## EXERCISE TASK
Retype all of the data exactly as given.

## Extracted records
========================================================================

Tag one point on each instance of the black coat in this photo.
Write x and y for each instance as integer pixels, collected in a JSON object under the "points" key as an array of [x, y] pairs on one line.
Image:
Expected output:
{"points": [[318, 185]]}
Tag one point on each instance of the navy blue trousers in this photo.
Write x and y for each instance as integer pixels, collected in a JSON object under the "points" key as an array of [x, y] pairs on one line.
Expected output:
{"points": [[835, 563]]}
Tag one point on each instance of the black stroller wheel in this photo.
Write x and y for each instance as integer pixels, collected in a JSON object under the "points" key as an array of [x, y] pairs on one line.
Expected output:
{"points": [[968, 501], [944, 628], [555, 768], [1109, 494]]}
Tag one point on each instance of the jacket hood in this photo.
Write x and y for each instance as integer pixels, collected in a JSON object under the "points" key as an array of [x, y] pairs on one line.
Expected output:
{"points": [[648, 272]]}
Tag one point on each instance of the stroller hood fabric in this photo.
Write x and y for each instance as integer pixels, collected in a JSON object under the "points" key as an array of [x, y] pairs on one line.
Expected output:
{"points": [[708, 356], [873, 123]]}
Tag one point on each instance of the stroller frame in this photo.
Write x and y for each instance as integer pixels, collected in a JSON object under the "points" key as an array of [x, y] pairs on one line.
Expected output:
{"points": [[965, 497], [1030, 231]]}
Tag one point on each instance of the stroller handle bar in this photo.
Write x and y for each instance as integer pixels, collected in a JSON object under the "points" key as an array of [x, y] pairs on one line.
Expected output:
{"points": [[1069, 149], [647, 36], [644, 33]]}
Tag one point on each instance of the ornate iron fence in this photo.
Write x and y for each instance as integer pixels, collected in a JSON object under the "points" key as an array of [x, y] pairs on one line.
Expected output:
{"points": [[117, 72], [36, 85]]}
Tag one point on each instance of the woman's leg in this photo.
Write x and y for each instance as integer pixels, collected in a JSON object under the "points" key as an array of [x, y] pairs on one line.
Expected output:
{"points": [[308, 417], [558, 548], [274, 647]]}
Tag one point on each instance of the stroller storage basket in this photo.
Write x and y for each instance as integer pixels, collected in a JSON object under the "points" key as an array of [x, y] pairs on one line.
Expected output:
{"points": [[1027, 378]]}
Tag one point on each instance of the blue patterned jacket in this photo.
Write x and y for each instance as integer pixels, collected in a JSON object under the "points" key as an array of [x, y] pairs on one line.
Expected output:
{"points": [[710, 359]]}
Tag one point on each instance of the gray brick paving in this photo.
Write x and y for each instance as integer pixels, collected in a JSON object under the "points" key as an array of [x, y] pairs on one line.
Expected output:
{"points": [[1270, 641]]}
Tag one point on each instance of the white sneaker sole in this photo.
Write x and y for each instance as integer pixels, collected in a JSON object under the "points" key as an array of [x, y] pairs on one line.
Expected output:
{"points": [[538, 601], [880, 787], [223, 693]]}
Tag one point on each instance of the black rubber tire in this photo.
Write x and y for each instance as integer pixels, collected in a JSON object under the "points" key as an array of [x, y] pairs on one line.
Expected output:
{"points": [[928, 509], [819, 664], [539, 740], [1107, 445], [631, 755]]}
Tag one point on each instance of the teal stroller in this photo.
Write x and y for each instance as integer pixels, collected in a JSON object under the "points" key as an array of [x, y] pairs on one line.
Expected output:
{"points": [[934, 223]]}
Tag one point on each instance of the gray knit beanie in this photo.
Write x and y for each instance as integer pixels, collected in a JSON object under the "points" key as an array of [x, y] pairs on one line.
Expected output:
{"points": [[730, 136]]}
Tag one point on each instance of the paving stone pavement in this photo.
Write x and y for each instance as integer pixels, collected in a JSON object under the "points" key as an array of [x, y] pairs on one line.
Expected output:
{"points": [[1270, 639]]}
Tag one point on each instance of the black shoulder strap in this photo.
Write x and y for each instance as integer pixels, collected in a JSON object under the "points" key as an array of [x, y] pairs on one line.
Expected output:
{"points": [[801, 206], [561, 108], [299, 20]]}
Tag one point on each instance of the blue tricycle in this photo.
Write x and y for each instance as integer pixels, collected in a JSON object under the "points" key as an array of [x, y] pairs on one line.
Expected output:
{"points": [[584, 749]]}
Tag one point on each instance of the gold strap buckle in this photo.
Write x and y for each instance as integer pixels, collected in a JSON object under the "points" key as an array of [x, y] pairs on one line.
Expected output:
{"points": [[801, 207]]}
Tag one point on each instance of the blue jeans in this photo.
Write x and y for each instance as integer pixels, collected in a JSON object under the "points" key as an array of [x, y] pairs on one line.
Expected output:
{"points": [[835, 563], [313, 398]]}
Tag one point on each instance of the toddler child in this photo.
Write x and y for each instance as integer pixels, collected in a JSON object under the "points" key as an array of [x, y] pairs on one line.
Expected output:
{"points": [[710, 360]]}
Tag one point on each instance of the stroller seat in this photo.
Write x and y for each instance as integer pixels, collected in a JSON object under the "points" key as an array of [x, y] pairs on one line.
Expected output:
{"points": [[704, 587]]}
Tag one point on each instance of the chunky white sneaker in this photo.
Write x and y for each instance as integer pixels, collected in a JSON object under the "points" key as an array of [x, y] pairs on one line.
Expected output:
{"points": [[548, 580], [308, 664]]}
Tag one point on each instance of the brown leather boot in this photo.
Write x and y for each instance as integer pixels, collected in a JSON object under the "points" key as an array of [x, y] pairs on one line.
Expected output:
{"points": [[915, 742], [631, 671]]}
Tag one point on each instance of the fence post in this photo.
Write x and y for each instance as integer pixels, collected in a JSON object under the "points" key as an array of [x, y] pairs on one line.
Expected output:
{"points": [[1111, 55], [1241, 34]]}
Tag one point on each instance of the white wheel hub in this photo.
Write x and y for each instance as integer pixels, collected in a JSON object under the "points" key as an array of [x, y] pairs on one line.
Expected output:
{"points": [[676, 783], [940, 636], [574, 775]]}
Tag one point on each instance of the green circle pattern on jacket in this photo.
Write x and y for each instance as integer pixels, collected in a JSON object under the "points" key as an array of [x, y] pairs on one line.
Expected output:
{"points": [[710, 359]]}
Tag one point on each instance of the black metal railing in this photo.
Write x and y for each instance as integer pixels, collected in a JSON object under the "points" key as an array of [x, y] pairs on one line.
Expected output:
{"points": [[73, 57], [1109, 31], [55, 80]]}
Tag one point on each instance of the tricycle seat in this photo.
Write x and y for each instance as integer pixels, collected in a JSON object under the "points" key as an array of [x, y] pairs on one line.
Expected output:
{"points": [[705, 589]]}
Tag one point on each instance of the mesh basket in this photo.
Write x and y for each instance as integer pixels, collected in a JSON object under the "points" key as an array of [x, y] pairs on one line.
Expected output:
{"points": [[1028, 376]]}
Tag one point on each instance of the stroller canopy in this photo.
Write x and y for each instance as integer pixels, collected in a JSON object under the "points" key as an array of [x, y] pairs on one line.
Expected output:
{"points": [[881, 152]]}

========================================================================

## EXERCISE RESULT
Tag one point on each instance of the black coat in this photo.
Write x and y for each instance as integer pixels, collected in a JSON object under the "points" key as an array of [x, y] pairs on one line.
Image:
Expected output:
{"points": [[318, 185]]}
Tag one point on each instance of the navy blue trousers in this photo.
Write x and y for each instance as integer pixels, collected in a JSON object under the "points" key as an array of [x, y] pairs on one line.
Expected output:
{"points": [[835, 563]]}
Tag one point on each instance of the black stroller wheel in this photo.
Write x and y for each instance as integer pixels, collected in a JSON object under the "points" key as an array of [x, y] pairs on one line.
Expected output:
{"points": [[968, 501], [944, 628], [555, 768], [1109, 494]]}
Tag one point on each instance of the jacket hood in this photo.
Write x and y for each instance as integer pixels, collected in a JSON object under the "points" key as an array of [x, y] pairs on one line.
Expected output:
{"points": [[648, 272]]}
Tag one point on each instance of the stroller hood fabric in this photo.
Write x and y for each instance as integer pixels, collected in a JSON object under the "points" key as an array of [x, y] pairs on one line.
Expected output:
{"points": [[708, 356], [873, 123]]}
Tag one point on each instance of the stroller frame in this photo.
Write x and y for each instance as integer pixels, collected in a JSON object under the "points" key as an array of [x, y] pairs on one line.
Expected output:
{"points": [[965, 497], [1030, 231]]}
Tag one point on each instance of the stroller handle bar in this photo.
Write x and y for each instance as integer pixels, collected in a JSON object under the "points" key as an array of [x, y] pairs on one line.
Expected output:
{"points": [[1069, 149], [647, 36], [644, 33]]}
Tag one point on each instance of the ornate iron fence in this photo.
Write x and y for each instance as integer pixels, collected in a JSON object under the "points" key as an array of [x, y] pairs on one line.
Expected output:
{"points": [[117, 72], [36, 85]]}
Tag one point on each instance of the woman's leg in this photo.
Write x and y for each instance as integer pixels, collected in a JSON object under the "points" key as an array of [x, y] pairs on one line.
Expected output:
{"points": [[308, 417], [558, 548], [274, 647]]}
Tag one point on each instance of the stroller storage basket in this photo.
Write x and y for each instance as integer pixels, collected in a JSON object under the "points" key as an array of [x, y] pairs on one line.
Expected output:
{"points": [[1027, 378]]}
Tag one point on each instance of the blue patterned jacket in this photo.
Write x and y for each instance as integer pixels, collected in a JSON object under the "points" key as an array of [x, y] pairs on one line.
Expected output:
{"points": [[710, 359]]}
Tag one point on each instance of the gray brick paving in this photo.
Write x and y for each instance as integer pixels, collected in a JSON object under the "points" key as an array of [x, y] pairs on one line.
Expected output:
{"points": [[1270, 641]]}
Tag one point on each instance of the white sneaker sole in this photo.
Write x and y for each instance as integer pixels, collected in a JSON object under the "points" key as an array of [x, y] pairs on one line.
Expected output:
{"points": [[538, 601], [880, 787], [223, 693]]}
Tag one point on each instance of the black rubber tire in this photo.
Write x and y for each instance as integer pixels, collected in a JSON object under the "points" key as an array of [x, y] pairs on one line.
Expected output:
{"points": [[928, 509], [819, 664], [539, 740], [1107, 445], [631, 755]]}
Tag one point on each instance of the teal stroller in this photo.
Write x and y for each instance as integer pixels, collected in a JSON object under the "points" key as an array of [x, y] pairs on one line.
Expected output:
{"points": [[934, 223]]}
Tag one point on each instance of the gray knit beanie in this photo.
Write x and y for each instance as integer pixels, collected in a JSON object under the "points" key as an array of [x, y] pairs on one line.
Expected output:
{"points": [[730, 136]]}
Tag one point on each instance of the paving stone pavement in this photo.
Write x and y for each instance as integer pixels, collected in a JSON object under the "points" key as an array of [x, y] pairs on one line.
Expected output:
{"points": [[1270, 639]]}
Tag one point on each instance of the black shoulder strap in this photo.
Write x and y for each instance as integer pixels, collected in a JSON object under the "points" key as an array of [x, y] pairs on one line.
Expected output:
{"points": [[801, 206], [561, 108], [299, 20]]}
Tag one point on each instance of the blue tricycle in this photo.
Write x and y for each instance as integer pixels, collected in a JSON object under the "points" key as an array of [x, y] pairs on one line.
Expected output:
{"points": [[584, 749]]}
Tag one point on each instance of the gold strap buckle in this photo.
Write x and y for each instance as integer pixels, collected in a JSON object under the "points" key as an array of [x, y] pairs on one line.
Expected output:
{"points": [[801, 207]]}
Tag one point on each instance of the blue jeans in this photo.
Write x and y for each instance as integer pixels, collected in a JSON object under the "points" key as an array of [x, y] pairs on one line.
Expected output:
{"points": [[835, 563], [313, 398]]}
Tag one point on each instance of the toddler child in this photo.
Write x and y for each instance as integer pixels, collected in a JSON object under the "points" key as an array of [x, y] pairs on one line.
Expected output:
{"points": [[710, 360]]}
Tag one point on each instance of the stroller seat in this photo.
Write x and y for each instance as integer pixels, collected in a JSON object under the "points" key as an array of [x, y] pairs on one line.
Expected output:
{"points": [[704, 587]]}
Tag one point on each instance of the chunky white sneaker in this photo.
Write x and y for each instance as integer pixels, collected in a JSON object under the "points" key as an array of [x, y] pairs on one line.
Expected output:
{"points": [[548, 580], [308, 664]]}
Tag one point on each instance of the brown leather boot in this photo.
Write x and y for each instance as integer pixels, collected in a JSON object under the "points" key as an array of [x, y] pairs on one line.
Expected output:
{"points": [[915, 742], [631, 671]]}
Tag one point on each instance of the fence post in this photo.
Write x and y for each instance as integer pixels, collected in a JSON object under the "points" key as an array of [x, y] pairs on one line.
Expected output:
{"points": [[1111, 55], [1241, 34]]}
Tag one point on each instance of the white wheel hub in this photo.
Write x and y for each instance as integer pixels, collected in a JSON object under the "points" key as an array of [x, y] pairs on one line.
Expected output:
{"points": [[676, 783], [940, 636], [574, 775]]}
Tag one point on each instance of the green circle pattern on jacket in this photo.
Write x and y for each instance as integer pixels, collected in a JSON object under the "points" key as an array of [x, y] pairs on one line.
Expected output:
{"points": [[710, 359]]}
Tag one point on each instance of the black metal railing in this photo.
Write x and y for each instance as integer pixels, collected in a JSON object under the "points" key as an array of [x, y] pairs on one line.
Expected output:
{"points": [[73, 57], [1109, 31], [55, 80]]}
Tag one point on each instance of the tricycle seat in this photo.
Write x and y for each instance as integer pixels, collected in a JSON object under the "points" key as an array of [x, y] pairs on one line.
Expected output:
{"points": [[705, 589]]}
Tag one point on each instance of the mesh basket in this photo.
Write x and y for each instance as integer pixels, collected in a JSON object under the "points" key as an array of [x, y] pairs on one line.
Expected output:
{"points": [[1028, 376]]}
Tag one point on each instance of the stroller canopy in this photo.
Write x and y for each instance as integer pixels, collected in a JSON object under the "points" key as an array of [x, y] pairs on one line.
Expected output:
{"points": [[881, 152]]}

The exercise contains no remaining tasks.